§ Task directions
Starting from the line containing "Where can the dresser drawer", write out the rest of the entries exactly, through the final line, including nothing else.

§ Given records
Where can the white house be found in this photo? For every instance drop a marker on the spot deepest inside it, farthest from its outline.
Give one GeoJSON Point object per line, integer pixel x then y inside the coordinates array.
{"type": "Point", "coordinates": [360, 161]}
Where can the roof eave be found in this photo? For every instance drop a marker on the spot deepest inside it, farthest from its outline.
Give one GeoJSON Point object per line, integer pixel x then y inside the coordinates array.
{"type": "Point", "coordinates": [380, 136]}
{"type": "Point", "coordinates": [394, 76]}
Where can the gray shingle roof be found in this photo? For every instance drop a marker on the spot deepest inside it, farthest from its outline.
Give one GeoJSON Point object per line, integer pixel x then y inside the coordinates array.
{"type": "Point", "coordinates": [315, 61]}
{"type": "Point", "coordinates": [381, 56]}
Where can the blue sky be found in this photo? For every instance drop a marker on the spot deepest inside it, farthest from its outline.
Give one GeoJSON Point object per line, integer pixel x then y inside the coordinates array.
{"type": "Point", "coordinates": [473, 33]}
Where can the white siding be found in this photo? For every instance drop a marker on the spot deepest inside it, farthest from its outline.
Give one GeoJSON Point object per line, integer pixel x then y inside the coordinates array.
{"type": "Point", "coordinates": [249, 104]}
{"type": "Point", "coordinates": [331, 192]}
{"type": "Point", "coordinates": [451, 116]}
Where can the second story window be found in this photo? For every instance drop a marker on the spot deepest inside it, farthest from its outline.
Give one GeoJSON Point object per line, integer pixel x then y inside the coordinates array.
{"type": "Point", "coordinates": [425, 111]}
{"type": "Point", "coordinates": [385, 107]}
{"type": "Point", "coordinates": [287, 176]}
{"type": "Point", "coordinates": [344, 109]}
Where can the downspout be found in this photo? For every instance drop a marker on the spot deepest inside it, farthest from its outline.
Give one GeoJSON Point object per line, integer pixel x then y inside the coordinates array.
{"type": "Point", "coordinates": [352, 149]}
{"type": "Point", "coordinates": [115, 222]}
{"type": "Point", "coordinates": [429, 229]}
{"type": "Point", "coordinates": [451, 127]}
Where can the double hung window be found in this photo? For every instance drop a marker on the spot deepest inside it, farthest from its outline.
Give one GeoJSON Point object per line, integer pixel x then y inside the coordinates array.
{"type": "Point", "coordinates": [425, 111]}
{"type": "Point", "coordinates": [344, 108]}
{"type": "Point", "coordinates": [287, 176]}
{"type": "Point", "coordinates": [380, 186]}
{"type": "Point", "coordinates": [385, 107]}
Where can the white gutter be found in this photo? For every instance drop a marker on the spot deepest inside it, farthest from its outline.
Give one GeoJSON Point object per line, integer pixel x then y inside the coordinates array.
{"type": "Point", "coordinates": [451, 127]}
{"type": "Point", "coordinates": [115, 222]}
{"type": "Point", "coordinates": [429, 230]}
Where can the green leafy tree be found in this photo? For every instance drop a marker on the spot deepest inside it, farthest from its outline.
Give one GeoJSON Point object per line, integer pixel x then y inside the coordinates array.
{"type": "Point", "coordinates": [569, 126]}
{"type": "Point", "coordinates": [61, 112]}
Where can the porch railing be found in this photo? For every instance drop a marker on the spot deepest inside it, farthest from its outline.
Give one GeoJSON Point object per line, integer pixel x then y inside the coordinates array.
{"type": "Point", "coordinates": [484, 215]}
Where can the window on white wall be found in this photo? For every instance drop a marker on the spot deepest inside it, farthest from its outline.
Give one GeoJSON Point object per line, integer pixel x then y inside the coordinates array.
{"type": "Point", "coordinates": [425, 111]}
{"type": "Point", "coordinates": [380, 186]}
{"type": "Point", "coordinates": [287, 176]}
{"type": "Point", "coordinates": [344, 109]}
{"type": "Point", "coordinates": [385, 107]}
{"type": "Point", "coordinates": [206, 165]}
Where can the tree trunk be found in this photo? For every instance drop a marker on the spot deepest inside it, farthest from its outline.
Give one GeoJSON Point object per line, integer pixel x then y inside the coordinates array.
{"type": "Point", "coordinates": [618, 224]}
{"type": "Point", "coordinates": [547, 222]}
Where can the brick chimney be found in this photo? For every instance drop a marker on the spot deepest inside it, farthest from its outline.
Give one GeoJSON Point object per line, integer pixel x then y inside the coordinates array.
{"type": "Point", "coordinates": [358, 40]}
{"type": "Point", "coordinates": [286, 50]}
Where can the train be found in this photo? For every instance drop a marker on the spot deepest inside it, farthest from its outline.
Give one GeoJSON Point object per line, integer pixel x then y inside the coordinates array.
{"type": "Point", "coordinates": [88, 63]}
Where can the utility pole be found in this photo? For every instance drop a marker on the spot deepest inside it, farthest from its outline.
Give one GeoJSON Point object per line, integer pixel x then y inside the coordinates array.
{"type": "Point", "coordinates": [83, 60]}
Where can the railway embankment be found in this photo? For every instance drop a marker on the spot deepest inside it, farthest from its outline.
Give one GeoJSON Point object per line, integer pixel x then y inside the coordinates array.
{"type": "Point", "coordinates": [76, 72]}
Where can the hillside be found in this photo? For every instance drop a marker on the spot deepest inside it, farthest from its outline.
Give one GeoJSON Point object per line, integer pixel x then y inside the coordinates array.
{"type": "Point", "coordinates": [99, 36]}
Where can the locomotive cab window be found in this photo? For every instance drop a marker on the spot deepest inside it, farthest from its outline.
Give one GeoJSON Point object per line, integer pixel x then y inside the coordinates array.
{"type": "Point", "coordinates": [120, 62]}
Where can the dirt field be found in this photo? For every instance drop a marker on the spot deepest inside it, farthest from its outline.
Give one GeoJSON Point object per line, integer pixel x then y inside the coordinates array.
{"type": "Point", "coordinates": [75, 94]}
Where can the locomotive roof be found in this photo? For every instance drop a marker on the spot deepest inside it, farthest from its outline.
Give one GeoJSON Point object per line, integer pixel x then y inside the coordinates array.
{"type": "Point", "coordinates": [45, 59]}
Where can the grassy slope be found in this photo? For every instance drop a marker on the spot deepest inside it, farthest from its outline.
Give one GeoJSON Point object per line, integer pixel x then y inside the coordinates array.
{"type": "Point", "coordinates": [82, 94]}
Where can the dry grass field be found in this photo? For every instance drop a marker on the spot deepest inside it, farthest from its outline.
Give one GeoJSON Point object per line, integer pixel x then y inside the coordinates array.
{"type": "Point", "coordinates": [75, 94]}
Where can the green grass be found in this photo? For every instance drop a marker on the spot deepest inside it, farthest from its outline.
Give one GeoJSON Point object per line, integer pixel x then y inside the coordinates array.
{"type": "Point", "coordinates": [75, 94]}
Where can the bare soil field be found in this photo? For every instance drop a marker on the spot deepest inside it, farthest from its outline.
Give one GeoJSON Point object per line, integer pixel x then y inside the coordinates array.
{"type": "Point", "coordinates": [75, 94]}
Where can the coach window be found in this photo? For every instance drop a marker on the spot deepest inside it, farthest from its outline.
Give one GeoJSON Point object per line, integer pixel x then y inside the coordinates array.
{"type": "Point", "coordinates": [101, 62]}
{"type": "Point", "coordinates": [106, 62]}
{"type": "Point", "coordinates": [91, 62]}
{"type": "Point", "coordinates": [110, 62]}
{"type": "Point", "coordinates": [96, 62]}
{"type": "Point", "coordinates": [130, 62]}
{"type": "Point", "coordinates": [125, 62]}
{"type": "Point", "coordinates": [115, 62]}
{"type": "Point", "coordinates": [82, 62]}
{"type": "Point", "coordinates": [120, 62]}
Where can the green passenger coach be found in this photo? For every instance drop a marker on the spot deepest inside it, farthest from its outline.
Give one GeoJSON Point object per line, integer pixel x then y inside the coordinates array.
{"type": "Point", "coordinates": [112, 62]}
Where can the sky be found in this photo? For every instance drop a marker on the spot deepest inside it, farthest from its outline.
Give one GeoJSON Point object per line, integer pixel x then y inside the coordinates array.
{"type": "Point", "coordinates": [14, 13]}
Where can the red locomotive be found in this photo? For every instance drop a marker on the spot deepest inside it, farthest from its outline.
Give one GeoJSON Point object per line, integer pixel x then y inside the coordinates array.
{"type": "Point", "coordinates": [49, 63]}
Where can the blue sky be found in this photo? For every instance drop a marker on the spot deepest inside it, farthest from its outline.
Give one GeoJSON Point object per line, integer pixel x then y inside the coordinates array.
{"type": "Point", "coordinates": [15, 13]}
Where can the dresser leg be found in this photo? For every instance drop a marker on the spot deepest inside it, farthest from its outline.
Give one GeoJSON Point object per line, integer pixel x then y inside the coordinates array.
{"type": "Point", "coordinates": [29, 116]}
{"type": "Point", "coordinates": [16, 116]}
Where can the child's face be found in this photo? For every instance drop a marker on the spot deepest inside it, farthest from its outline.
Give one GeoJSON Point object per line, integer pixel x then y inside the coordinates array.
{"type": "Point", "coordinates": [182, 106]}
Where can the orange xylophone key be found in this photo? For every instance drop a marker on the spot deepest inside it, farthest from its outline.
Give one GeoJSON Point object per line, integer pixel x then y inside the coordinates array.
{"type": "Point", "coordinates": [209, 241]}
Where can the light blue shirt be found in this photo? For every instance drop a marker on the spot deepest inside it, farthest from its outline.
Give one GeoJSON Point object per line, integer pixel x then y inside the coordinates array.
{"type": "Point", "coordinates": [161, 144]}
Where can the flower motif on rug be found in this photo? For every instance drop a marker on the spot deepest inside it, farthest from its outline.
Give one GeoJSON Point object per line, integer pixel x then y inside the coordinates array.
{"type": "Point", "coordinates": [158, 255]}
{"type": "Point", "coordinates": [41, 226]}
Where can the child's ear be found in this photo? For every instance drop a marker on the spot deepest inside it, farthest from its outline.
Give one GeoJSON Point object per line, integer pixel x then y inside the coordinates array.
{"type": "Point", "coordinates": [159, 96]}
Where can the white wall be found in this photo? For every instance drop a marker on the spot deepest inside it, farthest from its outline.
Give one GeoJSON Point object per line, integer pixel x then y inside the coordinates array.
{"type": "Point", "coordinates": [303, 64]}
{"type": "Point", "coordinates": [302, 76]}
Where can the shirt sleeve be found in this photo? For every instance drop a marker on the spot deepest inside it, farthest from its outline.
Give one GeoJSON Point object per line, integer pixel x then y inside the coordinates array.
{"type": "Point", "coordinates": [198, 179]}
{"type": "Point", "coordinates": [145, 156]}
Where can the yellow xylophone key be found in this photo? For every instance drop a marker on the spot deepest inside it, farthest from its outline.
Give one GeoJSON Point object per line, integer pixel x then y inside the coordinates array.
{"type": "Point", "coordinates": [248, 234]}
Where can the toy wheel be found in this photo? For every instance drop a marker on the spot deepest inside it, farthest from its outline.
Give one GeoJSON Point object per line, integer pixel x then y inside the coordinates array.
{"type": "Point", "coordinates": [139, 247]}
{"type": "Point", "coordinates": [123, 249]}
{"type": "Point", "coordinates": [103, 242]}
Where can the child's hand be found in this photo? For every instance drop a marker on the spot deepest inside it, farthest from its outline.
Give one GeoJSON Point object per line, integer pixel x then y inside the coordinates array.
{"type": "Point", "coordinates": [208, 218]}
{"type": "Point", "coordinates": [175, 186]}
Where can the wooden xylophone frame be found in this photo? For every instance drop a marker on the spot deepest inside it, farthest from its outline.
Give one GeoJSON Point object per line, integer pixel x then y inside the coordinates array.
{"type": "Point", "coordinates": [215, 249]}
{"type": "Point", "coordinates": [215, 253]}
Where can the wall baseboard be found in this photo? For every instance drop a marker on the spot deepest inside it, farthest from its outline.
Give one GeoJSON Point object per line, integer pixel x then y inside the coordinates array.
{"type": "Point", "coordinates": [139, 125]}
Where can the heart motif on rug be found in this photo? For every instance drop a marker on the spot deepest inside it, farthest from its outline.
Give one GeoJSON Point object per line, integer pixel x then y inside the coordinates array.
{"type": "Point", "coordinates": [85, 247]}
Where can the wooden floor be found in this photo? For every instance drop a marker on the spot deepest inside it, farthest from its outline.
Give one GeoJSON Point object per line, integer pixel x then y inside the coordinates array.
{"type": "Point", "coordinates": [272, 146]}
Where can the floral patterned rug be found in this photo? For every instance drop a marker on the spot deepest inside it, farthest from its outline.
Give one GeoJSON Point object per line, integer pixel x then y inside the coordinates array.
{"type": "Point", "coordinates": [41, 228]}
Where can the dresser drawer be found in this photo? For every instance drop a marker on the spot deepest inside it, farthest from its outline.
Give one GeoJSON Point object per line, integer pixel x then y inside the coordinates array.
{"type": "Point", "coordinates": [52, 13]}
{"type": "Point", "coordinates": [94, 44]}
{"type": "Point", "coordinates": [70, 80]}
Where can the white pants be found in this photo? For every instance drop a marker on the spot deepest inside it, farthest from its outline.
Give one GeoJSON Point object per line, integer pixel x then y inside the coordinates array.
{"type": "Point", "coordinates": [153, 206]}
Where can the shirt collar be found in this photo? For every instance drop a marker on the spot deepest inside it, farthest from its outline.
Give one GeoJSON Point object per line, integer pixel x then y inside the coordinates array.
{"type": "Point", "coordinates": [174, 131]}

§ Solution
Where can the dresser drawer be found in this photo? For every instance drop a marker on the spot deepest inside it, farthest from its outline.
Give one GeoJSON Point object per line, integer pixel x then y inside the coordinates array.
{"type": "Point", "coordinates": [52, 13]}
{"type": "Point", "coordinates": [94, 44]}
{"type": "Point", "coordinates": [70, 80]}
Where can the white pants be found in this photo? For every instance drop a marker on the spot deepest inside it, farthest from its outline.
Give one GeoJSON Point object per line, integer pixel x then y inside the coordinates array.
{"type": "Point", "coordinates": [153, 206]}
Where can the shirt collar be found in this photo? For every instance drop a marker on the spot deepest inside it, farthest from its outline.
Give one GeoJSON Point object per line, integer pixel x then y inside the coordinates array.
{"type": "Point", "coordinates": [174, 131]}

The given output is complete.